─── Data excerpts
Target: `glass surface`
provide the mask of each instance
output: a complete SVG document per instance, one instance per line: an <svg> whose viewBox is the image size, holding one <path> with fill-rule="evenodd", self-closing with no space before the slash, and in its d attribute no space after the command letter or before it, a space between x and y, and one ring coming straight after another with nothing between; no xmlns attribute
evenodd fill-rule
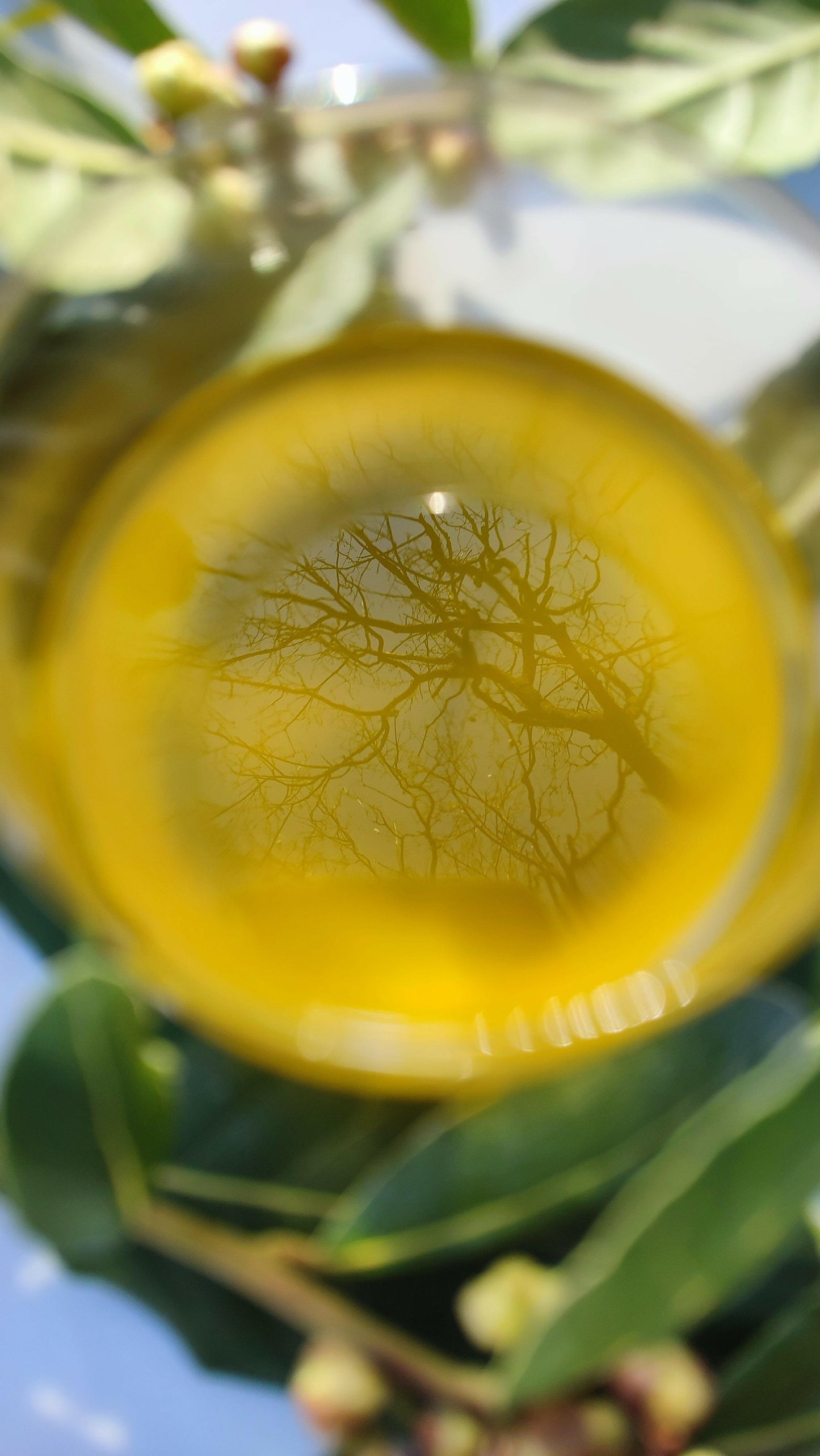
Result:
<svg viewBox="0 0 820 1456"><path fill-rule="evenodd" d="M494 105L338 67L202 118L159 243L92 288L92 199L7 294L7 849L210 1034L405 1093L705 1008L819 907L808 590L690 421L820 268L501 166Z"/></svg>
──────
─── Data excerpts
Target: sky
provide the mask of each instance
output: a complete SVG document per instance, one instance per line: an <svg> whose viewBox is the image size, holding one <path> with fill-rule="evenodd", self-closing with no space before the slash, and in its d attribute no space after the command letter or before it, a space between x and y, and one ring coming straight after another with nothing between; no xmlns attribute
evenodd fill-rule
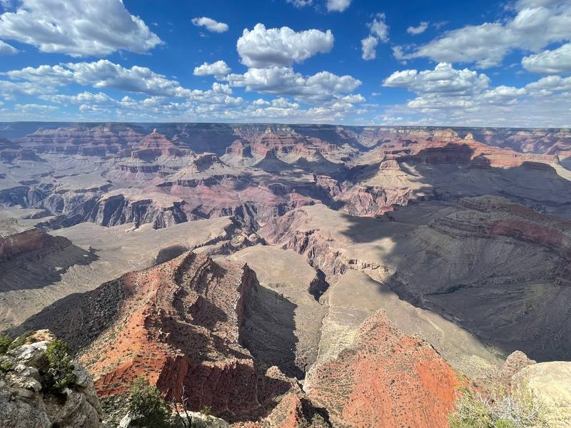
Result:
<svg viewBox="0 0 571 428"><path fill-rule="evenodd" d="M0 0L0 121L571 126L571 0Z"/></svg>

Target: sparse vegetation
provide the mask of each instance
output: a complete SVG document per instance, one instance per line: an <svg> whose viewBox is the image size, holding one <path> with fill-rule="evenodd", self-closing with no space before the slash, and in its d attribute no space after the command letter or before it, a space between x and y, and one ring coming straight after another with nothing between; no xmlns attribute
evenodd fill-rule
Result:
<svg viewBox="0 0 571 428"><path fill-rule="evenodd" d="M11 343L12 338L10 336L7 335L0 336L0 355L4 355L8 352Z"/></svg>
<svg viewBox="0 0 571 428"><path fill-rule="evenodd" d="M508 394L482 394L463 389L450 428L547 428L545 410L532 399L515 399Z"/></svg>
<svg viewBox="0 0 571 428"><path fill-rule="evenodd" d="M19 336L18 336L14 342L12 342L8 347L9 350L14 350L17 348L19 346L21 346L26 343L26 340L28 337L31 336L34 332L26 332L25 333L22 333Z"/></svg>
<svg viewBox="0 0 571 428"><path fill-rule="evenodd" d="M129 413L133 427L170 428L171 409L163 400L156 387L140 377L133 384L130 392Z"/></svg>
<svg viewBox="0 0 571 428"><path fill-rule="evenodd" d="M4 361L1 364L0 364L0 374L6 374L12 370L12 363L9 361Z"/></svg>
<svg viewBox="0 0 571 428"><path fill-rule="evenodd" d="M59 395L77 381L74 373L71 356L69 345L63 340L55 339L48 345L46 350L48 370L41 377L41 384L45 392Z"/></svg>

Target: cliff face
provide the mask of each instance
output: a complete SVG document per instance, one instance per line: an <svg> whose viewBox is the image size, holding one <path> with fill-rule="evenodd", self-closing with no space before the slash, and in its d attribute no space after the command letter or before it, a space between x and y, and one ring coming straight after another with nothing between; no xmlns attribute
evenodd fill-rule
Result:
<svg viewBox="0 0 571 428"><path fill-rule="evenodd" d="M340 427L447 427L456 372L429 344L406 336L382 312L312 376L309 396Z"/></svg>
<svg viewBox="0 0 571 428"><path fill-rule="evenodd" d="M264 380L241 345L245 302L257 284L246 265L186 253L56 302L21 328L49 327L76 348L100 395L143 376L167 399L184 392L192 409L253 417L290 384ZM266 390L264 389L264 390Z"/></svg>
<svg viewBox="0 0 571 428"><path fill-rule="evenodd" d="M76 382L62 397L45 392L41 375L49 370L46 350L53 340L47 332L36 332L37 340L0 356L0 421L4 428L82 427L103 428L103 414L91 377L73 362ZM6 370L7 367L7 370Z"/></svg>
──────
Instructions for the task → Swap "provide" for "return" in the records, starting with the line with "Target: sky" and going on through the line with "0L0 121L571 126L571", and give only those lines with nothing else changed. Leave the pictures out of your answer.

Right answer →
Target: sky
return the mask of each instance
output: a complete SVG document per instance, one instance per line: an <svg> whose viewBox is the image size, holding one <path> with fill-rule="evenodd", self-closing with no space before the slash, and in its d attribute no space after the command letter or before it, a space between x and y, and one ring coming straight after another with nothing between; no xmlns attribute
evenodd fill-rule
Result:
<svg viewBox="0 0 571 428"><path fill-rule="evenodd" d="M0 0L0 121L571 126L571 0Z"/></svg>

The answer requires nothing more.